→ PAGE TEXT:
The brown recluse does not spin what most people think of as a typical spider web. Those concentric, spoked constructions that span sidewalks are different, the work of a class of spiders known as orb weavers, Schniepp said.
“Those spiders are targeting flying insects,” Koebley said. “The recluse targets ground-dwelling insects, and the intent is to entangle the prey.”
A recluse makes a web near the ground, a construction that looks chaotic in comparison to the traditional orb-weaver’s snare. Several properties of the individual silk strands combine to make a recluse web deadly — if unsuitable for a more aerial spider species.
Orb weavers start their webs by rappelling down a single silk strand, but the ground-hugging recluse has no need of such support. In fact, a strand of recluse silk is so thin that a single strand won’t support the spider itself. “But,” Koebley noted, “that’s only because it’s so thin. A bar of steel that thin wouldn’t support the spider either.”
Hours of watching the spiders spinning and examining the silk itself allowed the researchers to figure out a large part of the reason that recluse silk is such an excellent material. They found that the spiders spin loops into each strand. Each spider has a spinneret that acts like a “high-speed sewing machine,” turning out microloops at about 500 per inch.
Standard materials wisdom has held that loops giveth; loops taketh away: Schniepp said that engineers have long known that strings with loose knots can be tougher than unknotted strings. The loops add strength to filaments, but the very same loops cause premature failure of the fiber. His lab has figured out exactly how the recluse engineered a way to circumvent the drawbacks of looping.
“Unlike all other spiders, its silk is not round, but a thin, nano-scale flat ribbon, Schniepp explained. “The ribbon shape adds the flexibility needed to prevent premature failure, so that all the microloops can provide the additional toughness to the strand.”
They even tested their flat-loop theory with common office adhesive tape: “Even a single loop significantly enhances the toughness,” Koebley noted.

→ MATERIAL PROVIDED:
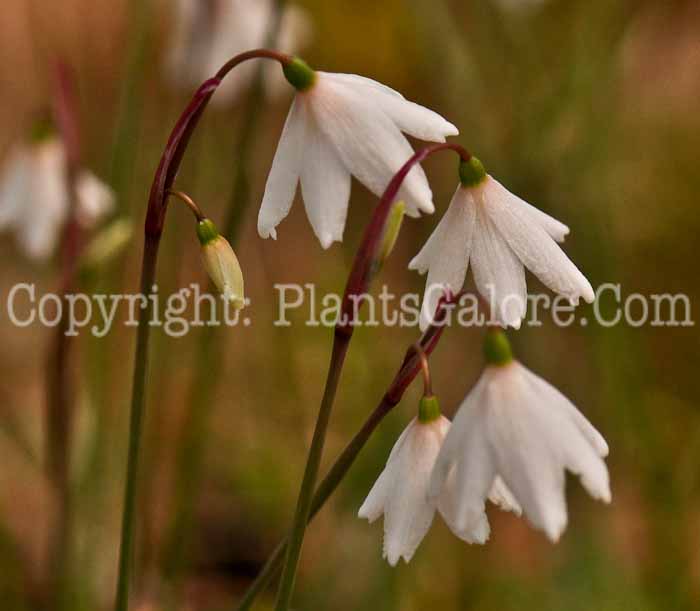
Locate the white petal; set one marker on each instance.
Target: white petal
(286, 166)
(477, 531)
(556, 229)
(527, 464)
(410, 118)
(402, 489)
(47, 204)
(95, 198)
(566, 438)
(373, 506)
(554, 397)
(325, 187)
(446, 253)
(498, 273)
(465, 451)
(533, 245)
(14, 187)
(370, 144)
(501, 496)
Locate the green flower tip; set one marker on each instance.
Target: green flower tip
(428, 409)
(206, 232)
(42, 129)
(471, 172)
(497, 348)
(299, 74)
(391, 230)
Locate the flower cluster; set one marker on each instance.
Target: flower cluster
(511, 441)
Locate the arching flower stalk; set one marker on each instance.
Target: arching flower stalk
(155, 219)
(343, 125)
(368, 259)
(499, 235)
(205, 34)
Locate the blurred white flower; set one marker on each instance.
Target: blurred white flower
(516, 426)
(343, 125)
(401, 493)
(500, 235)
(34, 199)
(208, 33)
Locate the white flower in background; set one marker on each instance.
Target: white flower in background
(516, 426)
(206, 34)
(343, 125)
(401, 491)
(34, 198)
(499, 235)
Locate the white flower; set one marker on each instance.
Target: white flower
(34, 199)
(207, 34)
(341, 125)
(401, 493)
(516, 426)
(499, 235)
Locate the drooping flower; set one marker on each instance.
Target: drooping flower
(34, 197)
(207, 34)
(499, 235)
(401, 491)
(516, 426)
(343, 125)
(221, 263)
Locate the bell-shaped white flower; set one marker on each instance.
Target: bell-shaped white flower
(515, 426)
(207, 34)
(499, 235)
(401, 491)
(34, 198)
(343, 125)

→ THINGS TO DO:
[A] In the passage on brown recluse silk, about how many microloops per inch does the spider's spinneret turn out?
[B] Transcribe the passage on brown recluse silk word for word, starting with "Standard materials wisdom" and going on through "drawbacks of looping.".
[C] Pick up the passage on brown recluse silk after its final sentence and carry it forward.

→ SET OF ANSWERS:
[A] About 500 per inch.

[B]
Standard materials wisdom has held that loops giveth; loops taketh away: Schniepp said that engineers have long known that strings with loose knots can be tougher than unknotted strings. The loops add strength to filaments, but the very same loops cause premature failure of the fiber. His lab has figured out exactly how the recluse engineered a way to circumvent the drawbacks of looping.

[C]
The individual loops themselves are quite strong, but will eventually open. The cumulative effect is that the loops make the fiber much more resistant to testing.
The next step is to begin the task of engineering a synthetic material inspired by the qualities and construction of recluse silk.
“It’s one of the best silks among all the thousands of species of spiders,” Schniepp said. “In talking about materials, we use terms like ‘strength’ and ‘toughness.’ And in both categories, recluse silk is an extremely good material. If you normalize strength by weight, it’s better than steel. If you look at the toughness of the material, it’s better than Kevlar.”
Mathematical modeling bolstered the idea that recluse-looped artificial materials have great promise.
“Computer simulations demonstrate that fibers with many loops would be dozens of times tougher —and more,” said collaborator Fritz Vollrath of the University of Oxford’s Department of Zoology. “This right away suggests possible applications. For example, carbon filaments could thus be made less brittle, to allow them to serve in novel impact-absorbing structures, for example in spider-like webs of carbon-filaments to capture the floating space debris that endangers astronauts’ lives and satellites’ integrity.”
Vollrath is a co-author, along with Koebley and Schniepp, on the paper. Schniepp, whose work at William & Mary was funded by the National Science Foundation, shares Vollrath’s enthusiasm for the prospects of synthetic recluse fibers. He noted that there are a number of challenges to be met.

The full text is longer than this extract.